### Task brief:
In the material below, repeat only the lines from the one that holds "Expected: for every instance of the high" through the final line, exactly as they stand.
>> begin Supplied material
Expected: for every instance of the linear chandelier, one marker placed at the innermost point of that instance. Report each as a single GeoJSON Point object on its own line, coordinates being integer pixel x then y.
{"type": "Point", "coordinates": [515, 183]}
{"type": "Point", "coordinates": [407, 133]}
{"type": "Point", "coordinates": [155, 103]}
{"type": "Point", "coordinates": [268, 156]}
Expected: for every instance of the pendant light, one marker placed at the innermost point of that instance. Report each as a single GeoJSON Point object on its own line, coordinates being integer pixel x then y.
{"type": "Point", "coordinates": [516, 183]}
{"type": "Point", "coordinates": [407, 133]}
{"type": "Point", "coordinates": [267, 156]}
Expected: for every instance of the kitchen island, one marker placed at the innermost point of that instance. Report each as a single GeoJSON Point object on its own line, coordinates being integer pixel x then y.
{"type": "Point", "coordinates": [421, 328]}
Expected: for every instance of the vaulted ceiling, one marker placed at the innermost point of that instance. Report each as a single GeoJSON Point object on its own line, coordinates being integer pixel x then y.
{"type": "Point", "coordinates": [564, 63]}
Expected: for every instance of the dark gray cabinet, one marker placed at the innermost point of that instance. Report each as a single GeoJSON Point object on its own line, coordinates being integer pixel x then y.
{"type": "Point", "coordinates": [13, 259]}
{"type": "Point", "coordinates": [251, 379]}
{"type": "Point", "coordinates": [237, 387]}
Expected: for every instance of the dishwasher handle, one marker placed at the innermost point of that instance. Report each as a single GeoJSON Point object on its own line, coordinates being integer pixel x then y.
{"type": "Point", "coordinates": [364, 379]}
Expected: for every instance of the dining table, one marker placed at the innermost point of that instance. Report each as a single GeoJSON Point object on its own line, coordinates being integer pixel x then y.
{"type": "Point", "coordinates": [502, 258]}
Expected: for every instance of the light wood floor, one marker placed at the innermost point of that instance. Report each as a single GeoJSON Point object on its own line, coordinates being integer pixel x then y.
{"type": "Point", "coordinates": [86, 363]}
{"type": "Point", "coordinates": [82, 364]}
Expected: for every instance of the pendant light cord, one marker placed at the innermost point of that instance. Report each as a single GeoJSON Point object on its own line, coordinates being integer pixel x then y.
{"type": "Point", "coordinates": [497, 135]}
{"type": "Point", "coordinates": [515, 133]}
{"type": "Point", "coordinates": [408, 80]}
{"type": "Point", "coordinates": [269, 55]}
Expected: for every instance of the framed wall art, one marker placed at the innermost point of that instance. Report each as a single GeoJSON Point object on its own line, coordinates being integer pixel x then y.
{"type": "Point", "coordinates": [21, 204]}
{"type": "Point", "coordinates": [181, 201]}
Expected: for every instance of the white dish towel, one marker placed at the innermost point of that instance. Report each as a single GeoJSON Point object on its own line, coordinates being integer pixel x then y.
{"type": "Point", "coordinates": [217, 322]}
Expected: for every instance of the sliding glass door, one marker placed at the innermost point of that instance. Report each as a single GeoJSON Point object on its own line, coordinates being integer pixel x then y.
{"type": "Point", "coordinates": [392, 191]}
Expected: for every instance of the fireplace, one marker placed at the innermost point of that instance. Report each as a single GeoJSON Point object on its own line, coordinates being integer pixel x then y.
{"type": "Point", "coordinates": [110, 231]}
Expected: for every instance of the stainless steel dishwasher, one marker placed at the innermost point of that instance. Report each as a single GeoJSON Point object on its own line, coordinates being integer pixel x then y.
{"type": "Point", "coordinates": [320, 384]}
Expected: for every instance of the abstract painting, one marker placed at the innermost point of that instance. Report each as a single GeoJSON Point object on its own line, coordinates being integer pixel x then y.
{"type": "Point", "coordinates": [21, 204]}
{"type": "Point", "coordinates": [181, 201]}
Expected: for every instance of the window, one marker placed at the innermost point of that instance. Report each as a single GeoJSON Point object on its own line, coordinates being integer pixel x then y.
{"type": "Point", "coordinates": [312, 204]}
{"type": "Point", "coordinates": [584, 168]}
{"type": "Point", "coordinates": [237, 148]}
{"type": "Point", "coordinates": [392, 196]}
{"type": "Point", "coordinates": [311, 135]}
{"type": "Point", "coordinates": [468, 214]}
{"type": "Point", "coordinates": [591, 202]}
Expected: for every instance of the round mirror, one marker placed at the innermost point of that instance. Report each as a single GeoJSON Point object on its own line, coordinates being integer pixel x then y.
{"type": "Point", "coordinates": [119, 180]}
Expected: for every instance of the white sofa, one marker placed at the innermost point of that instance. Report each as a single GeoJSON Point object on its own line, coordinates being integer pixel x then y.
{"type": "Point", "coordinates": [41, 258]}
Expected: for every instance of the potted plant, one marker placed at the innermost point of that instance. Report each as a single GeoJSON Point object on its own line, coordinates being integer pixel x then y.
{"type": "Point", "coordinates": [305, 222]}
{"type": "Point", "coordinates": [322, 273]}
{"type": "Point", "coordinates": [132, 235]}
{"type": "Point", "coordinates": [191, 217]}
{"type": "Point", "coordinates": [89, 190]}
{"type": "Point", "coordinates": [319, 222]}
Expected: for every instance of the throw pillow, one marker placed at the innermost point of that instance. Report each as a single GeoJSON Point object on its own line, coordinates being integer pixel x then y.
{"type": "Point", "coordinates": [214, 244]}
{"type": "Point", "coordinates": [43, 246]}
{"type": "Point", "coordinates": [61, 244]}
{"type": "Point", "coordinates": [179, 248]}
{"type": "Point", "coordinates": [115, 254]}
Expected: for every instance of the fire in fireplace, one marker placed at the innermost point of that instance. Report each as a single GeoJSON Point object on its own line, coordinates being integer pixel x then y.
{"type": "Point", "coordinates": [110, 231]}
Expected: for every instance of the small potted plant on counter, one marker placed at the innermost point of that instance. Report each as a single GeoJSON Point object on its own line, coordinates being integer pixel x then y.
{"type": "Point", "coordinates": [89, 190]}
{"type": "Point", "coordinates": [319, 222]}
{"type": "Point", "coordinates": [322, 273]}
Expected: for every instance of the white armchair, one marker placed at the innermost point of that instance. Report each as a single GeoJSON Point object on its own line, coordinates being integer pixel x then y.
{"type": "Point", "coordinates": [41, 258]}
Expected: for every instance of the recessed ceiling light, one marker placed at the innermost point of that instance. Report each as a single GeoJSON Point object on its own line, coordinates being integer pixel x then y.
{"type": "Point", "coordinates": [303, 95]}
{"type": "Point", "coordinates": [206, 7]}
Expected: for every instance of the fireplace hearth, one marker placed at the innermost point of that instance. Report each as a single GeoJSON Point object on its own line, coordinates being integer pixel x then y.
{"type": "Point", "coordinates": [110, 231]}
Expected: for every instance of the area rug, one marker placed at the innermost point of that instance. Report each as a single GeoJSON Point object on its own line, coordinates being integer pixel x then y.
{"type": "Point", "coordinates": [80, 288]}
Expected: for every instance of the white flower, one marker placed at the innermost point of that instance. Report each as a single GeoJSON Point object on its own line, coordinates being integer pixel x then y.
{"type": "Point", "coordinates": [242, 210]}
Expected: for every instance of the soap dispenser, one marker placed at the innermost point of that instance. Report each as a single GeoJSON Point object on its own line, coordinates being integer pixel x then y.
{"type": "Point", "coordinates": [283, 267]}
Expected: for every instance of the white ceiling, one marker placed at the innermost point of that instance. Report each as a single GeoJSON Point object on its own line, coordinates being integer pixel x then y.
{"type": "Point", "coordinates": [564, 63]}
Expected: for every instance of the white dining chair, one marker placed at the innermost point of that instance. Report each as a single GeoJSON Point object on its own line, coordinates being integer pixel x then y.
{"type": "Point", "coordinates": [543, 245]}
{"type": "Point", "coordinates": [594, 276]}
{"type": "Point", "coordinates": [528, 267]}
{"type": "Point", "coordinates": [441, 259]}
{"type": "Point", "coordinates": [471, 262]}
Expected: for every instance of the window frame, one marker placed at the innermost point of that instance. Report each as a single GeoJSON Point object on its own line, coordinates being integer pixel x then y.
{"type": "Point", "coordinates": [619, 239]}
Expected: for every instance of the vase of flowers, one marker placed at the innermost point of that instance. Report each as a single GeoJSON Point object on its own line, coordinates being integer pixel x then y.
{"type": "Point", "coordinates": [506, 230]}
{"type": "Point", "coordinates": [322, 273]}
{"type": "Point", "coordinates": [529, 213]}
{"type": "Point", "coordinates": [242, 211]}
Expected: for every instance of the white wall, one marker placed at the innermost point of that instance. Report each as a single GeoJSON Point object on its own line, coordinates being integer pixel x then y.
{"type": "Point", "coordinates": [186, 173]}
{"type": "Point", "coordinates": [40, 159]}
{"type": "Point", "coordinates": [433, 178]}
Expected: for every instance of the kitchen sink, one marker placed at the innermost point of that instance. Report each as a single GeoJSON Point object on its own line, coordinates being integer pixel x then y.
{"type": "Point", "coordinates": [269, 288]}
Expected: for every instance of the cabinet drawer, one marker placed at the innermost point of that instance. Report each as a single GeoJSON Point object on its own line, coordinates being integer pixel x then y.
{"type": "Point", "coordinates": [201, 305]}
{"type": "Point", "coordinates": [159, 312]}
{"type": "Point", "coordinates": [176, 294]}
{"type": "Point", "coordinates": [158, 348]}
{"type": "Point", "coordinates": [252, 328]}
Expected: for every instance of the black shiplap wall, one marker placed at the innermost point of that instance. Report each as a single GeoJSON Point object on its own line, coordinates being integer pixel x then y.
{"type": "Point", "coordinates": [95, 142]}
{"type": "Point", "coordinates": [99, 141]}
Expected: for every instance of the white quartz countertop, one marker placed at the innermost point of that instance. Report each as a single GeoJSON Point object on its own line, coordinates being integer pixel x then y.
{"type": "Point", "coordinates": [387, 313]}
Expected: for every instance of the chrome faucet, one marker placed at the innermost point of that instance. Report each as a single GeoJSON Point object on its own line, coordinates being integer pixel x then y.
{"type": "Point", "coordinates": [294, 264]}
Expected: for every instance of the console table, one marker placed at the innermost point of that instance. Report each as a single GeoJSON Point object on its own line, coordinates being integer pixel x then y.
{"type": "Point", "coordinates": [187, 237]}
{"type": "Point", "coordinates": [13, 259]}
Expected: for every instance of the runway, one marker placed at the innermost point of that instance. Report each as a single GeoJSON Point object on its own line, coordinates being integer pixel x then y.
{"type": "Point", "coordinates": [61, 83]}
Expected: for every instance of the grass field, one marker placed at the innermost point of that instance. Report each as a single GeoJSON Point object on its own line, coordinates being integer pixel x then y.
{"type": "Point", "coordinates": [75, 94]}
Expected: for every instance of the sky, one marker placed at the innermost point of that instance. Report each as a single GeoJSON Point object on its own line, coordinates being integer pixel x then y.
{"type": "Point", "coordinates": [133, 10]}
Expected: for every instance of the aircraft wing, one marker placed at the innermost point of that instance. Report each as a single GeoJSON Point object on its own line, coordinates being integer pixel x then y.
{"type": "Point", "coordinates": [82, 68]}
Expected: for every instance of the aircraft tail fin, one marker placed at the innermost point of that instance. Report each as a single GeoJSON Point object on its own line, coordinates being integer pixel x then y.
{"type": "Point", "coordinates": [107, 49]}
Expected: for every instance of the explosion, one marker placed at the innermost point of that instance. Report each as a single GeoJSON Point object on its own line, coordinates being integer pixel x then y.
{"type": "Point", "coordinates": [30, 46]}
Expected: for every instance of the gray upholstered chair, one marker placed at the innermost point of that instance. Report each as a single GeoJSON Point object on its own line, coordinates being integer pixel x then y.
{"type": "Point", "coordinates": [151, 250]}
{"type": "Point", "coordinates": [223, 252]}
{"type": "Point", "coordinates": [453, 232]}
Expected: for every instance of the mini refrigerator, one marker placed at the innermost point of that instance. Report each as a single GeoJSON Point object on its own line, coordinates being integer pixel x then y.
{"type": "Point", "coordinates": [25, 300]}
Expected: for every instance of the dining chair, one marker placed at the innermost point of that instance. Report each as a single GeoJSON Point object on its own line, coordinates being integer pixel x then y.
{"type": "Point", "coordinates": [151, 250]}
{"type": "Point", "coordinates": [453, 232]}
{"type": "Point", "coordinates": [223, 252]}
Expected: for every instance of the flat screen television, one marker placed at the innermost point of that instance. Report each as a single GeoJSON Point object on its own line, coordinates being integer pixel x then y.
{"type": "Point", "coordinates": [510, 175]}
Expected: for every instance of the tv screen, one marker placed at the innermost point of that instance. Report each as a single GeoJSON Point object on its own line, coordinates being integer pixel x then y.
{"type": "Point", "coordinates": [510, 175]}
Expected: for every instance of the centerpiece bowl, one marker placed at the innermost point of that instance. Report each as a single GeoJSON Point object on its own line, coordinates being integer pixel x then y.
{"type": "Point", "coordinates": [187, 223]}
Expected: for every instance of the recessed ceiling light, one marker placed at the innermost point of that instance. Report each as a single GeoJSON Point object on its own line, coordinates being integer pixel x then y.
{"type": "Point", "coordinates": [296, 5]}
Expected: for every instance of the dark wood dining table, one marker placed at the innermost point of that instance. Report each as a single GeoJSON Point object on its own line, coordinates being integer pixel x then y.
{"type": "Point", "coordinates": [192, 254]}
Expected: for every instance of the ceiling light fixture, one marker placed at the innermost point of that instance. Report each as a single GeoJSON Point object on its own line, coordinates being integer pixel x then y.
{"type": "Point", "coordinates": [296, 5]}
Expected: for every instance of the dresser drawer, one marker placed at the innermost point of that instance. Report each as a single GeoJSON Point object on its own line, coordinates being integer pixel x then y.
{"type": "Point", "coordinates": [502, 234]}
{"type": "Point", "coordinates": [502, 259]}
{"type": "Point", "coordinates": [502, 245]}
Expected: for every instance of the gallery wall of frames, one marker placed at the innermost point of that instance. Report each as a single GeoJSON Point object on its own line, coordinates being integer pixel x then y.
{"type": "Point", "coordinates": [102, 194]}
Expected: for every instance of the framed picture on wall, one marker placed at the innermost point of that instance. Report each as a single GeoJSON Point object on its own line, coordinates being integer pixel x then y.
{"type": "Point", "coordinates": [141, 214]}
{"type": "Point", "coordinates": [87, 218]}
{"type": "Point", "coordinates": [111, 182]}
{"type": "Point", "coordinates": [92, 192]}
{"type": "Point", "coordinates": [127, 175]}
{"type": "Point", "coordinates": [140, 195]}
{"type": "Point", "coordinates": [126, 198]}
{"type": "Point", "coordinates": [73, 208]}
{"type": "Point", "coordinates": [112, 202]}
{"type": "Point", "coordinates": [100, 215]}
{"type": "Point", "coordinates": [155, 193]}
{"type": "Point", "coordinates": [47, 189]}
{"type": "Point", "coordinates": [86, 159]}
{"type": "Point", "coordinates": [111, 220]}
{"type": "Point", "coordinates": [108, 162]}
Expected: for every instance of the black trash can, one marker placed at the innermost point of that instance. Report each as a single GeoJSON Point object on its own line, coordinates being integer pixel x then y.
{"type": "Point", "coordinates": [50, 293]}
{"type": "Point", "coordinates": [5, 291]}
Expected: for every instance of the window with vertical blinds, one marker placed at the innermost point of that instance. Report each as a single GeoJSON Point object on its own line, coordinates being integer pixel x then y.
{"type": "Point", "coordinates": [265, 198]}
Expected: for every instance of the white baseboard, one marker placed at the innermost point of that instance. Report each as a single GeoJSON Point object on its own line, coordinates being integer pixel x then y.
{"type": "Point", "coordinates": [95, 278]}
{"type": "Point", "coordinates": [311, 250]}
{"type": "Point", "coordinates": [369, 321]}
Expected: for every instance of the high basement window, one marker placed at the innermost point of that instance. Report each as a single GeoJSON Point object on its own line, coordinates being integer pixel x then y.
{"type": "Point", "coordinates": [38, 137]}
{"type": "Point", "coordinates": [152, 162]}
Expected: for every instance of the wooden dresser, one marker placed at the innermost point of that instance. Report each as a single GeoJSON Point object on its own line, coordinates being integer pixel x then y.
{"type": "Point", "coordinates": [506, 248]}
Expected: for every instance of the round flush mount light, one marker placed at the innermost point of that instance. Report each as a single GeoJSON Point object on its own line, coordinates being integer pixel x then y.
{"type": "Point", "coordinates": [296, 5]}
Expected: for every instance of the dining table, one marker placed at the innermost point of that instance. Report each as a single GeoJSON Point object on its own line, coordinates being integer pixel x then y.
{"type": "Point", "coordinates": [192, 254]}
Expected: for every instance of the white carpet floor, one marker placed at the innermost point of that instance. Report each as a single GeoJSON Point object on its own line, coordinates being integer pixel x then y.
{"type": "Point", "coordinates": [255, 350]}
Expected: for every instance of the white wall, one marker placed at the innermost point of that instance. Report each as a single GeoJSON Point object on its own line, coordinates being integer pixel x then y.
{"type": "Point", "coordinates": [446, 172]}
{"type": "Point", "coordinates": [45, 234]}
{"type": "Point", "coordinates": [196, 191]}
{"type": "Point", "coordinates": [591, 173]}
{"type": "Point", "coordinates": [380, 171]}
>> end Supplied material
### Response below:
Expected: for every instance of the high basement window, one marker placed at the innermost point of that instance. Report each as a single GeoJSON Point object on its own line, coordinates being integer pixel x then y.
{"type": "Point", "coordinates": [38, 137]}
{"type": "Point", "coordinates": [152, 162]}
Expected: for every instance of the wooden dresser, one marker placed at the innermost point of that instance. Report each as a single GeoJSON Point object on its own line, coordinates being integer pixel x then y.
{"type": "Point", "coordinates": [506, 248]}
Expected: for every instance of the round flush mount light, one marker placed at the innermost point of that instance. Report each as a single GeoJSON Point object on its own line, coordinates being integer pixel x then y.
{"type": "Point", "coordinates": [296, 5]}
Expected: for every instance of the dining table, one marker placed at the innermost point of that instance. Report each as a single GeoJSON Point object on its own line, coordinates being integer pixel x then y.
{"type": "Point", "coordinates": [192, 254]}
Expected: for every instance of the white carpet floor, one marker placed at the innermost point of that instance. Report each as a single GeoJSON Point object on its own line, coordinates being integer pixel x then y.
{"type": "Point", "coordinates": [255, 350]}
Expected: for every instance of the white wall, one marker placed at the innermost point of that instance. Report each as a single GeoJSON Point object on its own line, coordinates being integer pixel x then y.
{"type": "Point", "coordinates": [446, 172]}
{"type": "Point", "coordinates": [45, 234]}
{"type": "Point", "coordinates": [196, 191]}
{"type": "Point", "coordinates": [591, 173]}
{"type": "Point", "coordinates": [380, 171]}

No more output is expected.